(The data Opens)

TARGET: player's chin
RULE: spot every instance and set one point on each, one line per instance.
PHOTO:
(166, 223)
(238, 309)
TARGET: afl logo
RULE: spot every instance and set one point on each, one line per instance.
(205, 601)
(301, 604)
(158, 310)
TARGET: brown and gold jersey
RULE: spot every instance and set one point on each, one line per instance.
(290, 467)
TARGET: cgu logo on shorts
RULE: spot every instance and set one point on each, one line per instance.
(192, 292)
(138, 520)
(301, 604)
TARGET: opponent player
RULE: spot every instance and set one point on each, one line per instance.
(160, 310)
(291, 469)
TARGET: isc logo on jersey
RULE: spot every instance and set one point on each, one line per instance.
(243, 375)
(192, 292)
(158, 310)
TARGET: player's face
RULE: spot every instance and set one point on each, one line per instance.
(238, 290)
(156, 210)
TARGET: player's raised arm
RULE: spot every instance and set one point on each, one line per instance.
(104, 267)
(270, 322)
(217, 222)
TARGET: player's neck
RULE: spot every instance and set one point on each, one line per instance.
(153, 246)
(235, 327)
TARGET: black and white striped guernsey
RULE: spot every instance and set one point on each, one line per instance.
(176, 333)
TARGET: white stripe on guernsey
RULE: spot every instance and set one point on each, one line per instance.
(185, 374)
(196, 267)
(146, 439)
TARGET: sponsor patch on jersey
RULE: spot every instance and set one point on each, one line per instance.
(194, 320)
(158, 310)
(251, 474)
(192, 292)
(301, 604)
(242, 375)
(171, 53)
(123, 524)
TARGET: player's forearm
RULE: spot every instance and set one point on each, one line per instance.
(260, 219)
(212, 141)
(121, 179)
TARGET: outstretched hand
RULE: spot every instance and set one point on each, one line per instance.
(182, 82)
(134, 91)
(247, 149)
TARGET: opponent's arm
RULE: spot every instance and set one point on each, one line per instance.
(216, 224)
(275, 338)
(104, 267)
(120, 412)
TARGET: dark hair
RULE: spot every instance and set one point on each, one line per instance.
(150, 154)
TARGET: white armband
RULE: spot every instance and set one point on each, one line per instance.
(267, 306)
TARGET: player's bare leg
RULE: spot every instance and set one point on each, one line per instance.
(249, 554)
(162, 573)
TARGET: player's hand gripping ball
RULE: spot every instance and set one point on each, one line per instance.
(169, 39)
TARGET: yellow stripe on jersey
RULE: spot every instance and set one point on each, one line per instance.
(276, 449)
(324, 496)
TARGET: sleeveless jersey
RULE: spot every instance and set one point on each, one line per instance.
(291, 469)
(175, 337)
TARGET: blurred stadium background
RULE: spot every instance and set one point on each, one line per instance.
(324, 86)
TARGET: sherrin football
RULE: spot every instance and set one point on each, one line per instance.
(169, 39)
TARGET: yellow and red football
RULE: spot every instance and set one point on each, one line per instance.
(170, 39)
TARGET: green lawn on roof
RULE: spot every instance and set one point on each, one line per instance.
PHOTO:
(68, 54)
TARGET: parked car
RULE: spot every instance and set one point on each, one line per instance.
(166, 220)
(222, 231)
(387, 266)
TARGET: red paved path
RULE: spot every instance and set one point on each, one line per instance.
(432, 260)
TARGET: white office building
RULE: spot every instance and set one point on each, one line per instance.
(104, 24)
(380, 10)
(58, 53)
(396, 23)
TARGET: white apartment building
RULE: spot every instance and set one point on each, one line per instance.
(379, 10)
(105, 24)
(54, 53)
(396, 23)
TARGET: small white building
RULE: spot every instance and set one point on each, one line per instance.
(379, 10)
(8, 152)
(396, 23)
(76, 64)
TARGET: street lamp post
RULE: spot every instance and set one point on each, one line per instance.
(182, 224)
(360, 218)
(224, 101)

(The data Closes)

▸ Work order
Give back every line of the data above exactly as written.

▸ Written reply
TARGET: player's chin
RULE: spot every instance and set one point on each, one line per instance.
PHOTO:
(166, 223)
(238, 309)
TARGET: afl logo
RULE: spot every instance and set one point on each, one line per instance.
(205, 601)
(301, 604)
(158, 310)
TARGET: brown and gold jersey
RULE: spot every instance and set one point on each, one line per instance.
(290, 467)
TARGET: cgu logo on shorts
RULE: spot every instance and set one point on each, one line per instance.
(192, 292)
(138, 520)
(301, 604)
TARGET: opponent player
RULE: spot every instance and set one point on each, one line per instance.
(160, 310)
(291, 469)
TARGET: isc logo on jersey
RULE: spot every instance and set one point on each, one line per instance.
(243, 375)
(192, 292)
(158, 310)
TARGET: player's face
RULE: spot every instance and set one point on each, one line per instance.
(238, 290)
(156, 210)
TARGET: player's raised arm
RULE: spot every instance and set one point on each, one line per instance.
(104, 267)
(270, 322)
(217, 222)
TARGET: player's neck
RULE: spot every instance and set one point on each, one line per instance.
(153, 246)
(235, 327)
TARGET: black and white striped guernsey
RULE: spot every instance and set one point on each, one line per instance.
(176, 333)
TARGET: white stripe on guernsey
RULE: spot every instance and set one point on each, one line per instance.
(185, 374)
(196, 267)
(146, 439)
TARGET: sponsor patch on jersey
RULE: spot every instance and set one point on each, one line per instance.
(194, 320)
(158, 310)
(251, 474)
(192, 292)
(301, 604)
(242, 375)
(171, 53)
(123, 524)
TARGET: player's forearm
RULE: spot every instance and set one point on each, one line per instance.
(260, 219)
(212, 141)
(121, 179)
TARGET: outstretched hand
RULE: spot every instance and set one point on each, one line per instance.
(182, 82)
(134, 91)
(247, 149)
TARGET: opponent's arm
RULE: spot every instance and set one point on each, one line per instance.
(216, 224)
(275, 338)
(104, 267)
(120, 412)
TARGET: dark hair
RULE: spot every instance and set one point on each, one line per instance.
(150, 154)
TARGET: white armband
RULE: spot every instance and set one point on each, one line per instance.
(267, 306)
TARGET: player's bare leg
RULE: spot every instance and set one point on each, one line per instance.
(249, 554)
(162, 573)
TARGET: player's hand gripping ball
RULE: spot every instance and set one point on each, one line per instance.
(169, 39)
TARGET: yellow stripe on jersey
RULE: spot every instance and set one point on each, one line per instance.
(276, 449)
(324, 496)
TARGET: sleeveless jersey
RULE: spot every instance and set one point on each, one line per instance.
(291, 469)
(175, 337)
TARGET: blurred stadium background
RULE: spot every instance and set one point on each, one line per instance.
(324, 86)
TARGET: sherrin football
RULE: spot every instance and set one point on each, one line per instance.
(169, 39)
TARGET: yellow and red football
RULE: spot every instance and set one point on each, one line per instance.
(170, 39)
TARGET: green lawn on roof
RULE: spot every instance and set one point on each, one line per instance.
PHOTO:
(68, 54)
TARGET: parked car
RULE: spot every instance and set one point on each, one line per instance.
(166, 220)
(222, 231)
(387, 266)
TARGET: red paved path
RULE: spot every instance and set one point on each, one line per instance.
(432, 260)
TARGET: white office building
RULE: spot every instance and set one point on each, one line per instance.
(104, 24)
(380, 10)
(58, 53)
(396, 23)
TARGET: white apartment building
RULE: spot every instance and set one point on each, one line per instance.
(379, 10)
(105, 24)
(54, 53)
(396, 23)
TARGET: small white building
RULE: spot every instance and set one point on each, one line per instance.
(379, 10)
(8, 152)
(396, 23)
(76, 64)
TARGET: street lamp post
RULE: spot every instance and set one point on each, one line per instance.
(182, 224)
(360, 218)
(224, 101)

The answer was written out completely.